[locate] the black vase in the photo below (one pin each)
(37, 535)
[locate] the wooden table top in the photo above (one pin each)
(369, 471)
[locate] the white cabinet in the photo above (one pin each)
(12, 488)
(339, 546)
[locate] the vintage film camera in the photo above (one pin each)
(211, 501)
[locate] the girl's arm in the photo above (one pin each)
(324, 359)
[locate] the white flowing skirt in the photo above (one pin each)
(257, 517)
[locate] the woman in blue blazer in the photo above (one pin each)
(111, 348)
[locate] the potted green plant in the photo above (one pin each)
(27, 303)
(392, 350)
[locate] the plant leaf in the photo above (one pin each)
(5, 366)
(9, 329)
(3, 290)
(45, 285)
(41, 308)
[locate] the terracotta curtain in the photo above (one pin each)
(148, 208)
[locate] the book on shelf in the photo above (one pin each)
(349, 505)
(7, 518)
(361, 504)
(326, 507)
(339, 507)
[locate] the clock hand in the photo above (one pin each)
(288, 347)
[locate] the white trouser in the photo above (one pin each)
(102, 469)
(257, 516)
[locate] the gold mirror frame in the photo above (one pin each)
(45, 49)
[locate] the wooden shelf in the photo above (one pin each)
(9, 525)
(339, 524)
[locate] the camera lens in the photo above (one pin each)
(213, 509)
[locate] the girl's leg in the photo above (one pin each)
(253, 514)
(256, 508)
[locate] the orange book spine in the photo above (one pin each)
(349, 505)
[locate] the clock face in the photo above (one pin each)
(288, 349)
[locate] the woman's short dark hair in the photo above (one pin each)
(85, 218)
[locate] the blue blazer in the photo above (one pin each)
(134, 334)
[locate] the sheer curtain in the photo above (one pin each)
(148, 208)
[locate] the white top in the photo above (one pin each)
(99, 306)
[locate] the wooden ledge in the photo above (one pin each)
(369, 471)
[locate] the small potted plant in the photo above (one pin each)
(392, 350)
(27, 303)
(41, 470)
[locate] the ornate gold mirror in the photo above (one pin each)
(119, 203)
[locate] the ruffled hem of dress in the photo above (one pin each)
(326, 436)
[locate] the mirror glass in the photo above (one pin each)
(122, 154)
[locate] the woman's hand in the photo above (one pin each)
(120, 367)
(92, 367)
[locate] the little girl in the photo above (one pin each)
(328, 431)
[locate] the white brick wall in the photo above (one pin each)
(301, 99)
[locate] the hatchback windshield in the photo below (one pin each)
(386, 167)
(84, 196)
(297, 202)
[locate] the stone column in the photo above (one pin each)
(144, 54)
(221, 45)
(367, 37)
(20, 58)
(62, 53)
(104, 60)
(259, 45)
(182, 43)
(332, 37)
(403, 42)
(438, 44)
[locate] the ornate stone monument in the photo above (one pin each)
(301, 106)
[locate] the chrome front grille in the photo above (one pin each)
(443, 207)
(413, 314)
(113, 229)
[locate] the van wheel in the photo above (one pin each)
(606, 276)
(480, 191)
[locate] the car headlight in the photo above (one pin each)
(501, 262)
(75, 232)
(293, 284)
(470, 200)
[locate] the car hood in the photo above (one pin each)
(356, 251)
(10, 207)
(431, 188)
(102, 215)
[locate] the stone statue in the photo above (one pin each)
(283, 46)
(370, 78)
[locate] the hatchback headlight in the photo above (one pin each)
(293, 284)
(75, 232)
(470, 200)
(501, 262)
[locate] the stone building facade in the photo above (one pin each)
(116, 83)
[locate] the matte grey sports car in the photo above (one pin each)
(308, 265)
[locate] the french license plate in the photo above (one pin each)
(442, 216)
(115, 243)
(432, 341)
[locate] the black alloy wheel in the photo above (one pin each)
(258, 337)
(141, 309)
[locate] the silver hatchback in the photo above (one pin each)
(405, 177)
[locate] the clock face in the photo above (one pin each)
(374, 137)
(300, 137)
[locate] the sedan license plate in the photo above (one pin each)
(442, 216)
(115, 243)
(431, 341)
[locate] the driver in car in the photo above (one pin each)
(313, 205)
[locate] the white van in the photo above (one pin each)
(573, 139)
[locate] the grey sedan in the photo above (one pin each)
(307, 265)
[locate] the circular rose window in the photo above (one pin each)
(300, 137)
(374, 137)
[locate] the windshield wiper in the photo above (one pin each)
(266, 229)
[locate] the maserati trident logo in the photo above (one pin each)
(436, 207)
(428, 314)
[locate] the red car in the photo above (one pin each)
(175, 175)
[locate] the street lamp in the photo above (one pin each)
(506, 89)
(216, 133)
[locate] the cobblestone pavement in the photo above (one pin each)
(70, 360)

|---|

WHAT THE TASK REQUIRES: Copy the lines above, swapping every "one pin each" for "one point each" and leaving everything else untouched.

EXPECTED ANSWER:
[locate] the black vase in the photo below (one point each)
(37, 535)
[locate] the wooden table top in the photo above (one point each)
(369, 471)
[locate] the white cabinet in the photo above (one point each)
(12, 488)
(339, 546)
[locate] the vintage film camera in the photo above (one point each)
(211, 501)
[locate] the girl's arm in the photo above (one point each)
(324, 359)
[locate] the white flowing skirt in the photo above (one point each)
(257, 517)
[locate] the woman in blue blazer in the photo above (one point each)
(111, 348)
[locate] the potted green plant in the photo above (one point each)
(27, 303)
(392, 350)
[locate] the plant leaf in the photo above (one point each)
(5, 366)
(9, 329)
(3, 290)
(45, 285)
(41, 308)
[locate] the terracotta curtain in the photo above (one point each)
(148, 208)
[locate] the book on shelf in the photo above (one point each)
(349, 505)
(7, 518)
(361, 504)
(326, 507)
(339, 507)
[locate] the clock hand in the photo above (one point each)
(288, 347)
[locate] the white trouser in the photo above (one point each)
(102, 469)
(257, 516)
[locate] the gold mirror frame in the photo above (one point each)
(45, 49)
[locate] the wooden shelf in the photo above (one point each)
(9, 525)
(339, 524)
[locate] the camera lens in the photo above (one point each)
(213, 509)
[locate] the girl's leg in the photo above (one point each)
(253, 514)
(256, 508)
[locate] the orange book spine in the photo above (one point each)
(349, 505)
[locate] the clock face in the photo above (one point each)
(288, 349)
[locate] the woman's short dark hair in the photo above (one point each)
(85, 218)
[locate] the blue blazer in the photo above (one point each)
(134, 334)
[locate] the sheer curtain in the photo above (one point each)
(148, 208)
[locate] the white top in the photo above (one point each)
(99, 306)
[locate] the wooden ledge in the photo above (one point each)
(369, 471)
[locate] the small potted plant in the photo above (one point each)
(392, 350)
(27, 303)
(41, 470)
[locate] the ornate gold mirror in the photo above (one point each)
(119, 203)
[locate] the ruffled hem of dress in the photo above (one point each)
(326, 436)
[locate] the mirror glass in the photo above (one point each)
(122, 154)
[locate] the woman's hand in the photo above (one point each)
(120, 367)
(92, 367)
[locate] the little girl in the photo above (one point each)
(328, 431)
[locate] the white brick wall in the photo above (one point each)
(301, 99)
[locate] the hatchback windshield in the photo below (one point each)
(386, 167)
(84, 196)
(297, 202)
[locate] the stone column in the photo above (one point each)
(144, 54)
(221, 45)
(367, 37)
(20, 58)
(62, 53)
(104, 60)
(259, 45)
(182, 43)
(332, 37)
(403, 42)
(438, 44)
[locate] the ornate stone monument in the photo above (one point each)
(301, 106)
[locate] the chrome front grille in the photo above (one point each)
(443, 207)
(413, 314)
(113, 229)
[locate] the van wheel in the photo above (one point each)
(606, 276)
(480, 191)
[locate] the car headlight in the photo above (one point each)
(501, 262)
(75, 232)
(293, 284)
(470, 200)
[locate] the car hood in the photo above (one point each)
(356, 251)
(10, 207)
(431, 188)
(102, 215)
[locate] the stone statue in the photo above (one point each)
(283, 46)
(370, 78)
[locate] the hatchback headlight in the photo above (one point each)
(293, 284)
(75, 232)
(470, 200)
(501, 262)
[locate] the stone building facade in the photo above (one point each)
(116, 83)
[locate] the matte grey sports car in the photo above (one point each)
(308, 265)
[locate] the french license plate in the photo above (one point each)
(442, 216)
(115, 243)
(432, 341)
[locate] the black alloy wheel in the photo above (one point each)
(258, 337)
(141, 309)
[locate] the silver hatchback in the photo above (one point each)
(405, 177)
[locate] the clock face in the photo above (one point each)
(374, 137)
(300, 137)
[locate] the sedan license plate in the photo above (one point each)
(442, 216)
(115, 243)
(431, 341)
[locate] the driver in car in the photo above (one point each)
(313, 205)
[locate] the white van in the photo above (one point each)
(573, 139)
[locate] the grey sedan in the photo above (one point each)
(307, 265)
[locate] the circular rose window in the photo above (one point each)
(300, 137)
(374, 137)
[locate] the windshield wiper in the photo above (one point each)
(266, 229)
[locate] the maserati trident logo in the photo above (one point each)
(436, 207)
(428, 314)
[locate] the red car in the photo above (one point each)
(175, 175)
[locate] the street lamp in the photo above (one point each)
(506, 89)
(216, 133)
[locate] the cobblestone pavement in the photo above (one point each)
(70, 360)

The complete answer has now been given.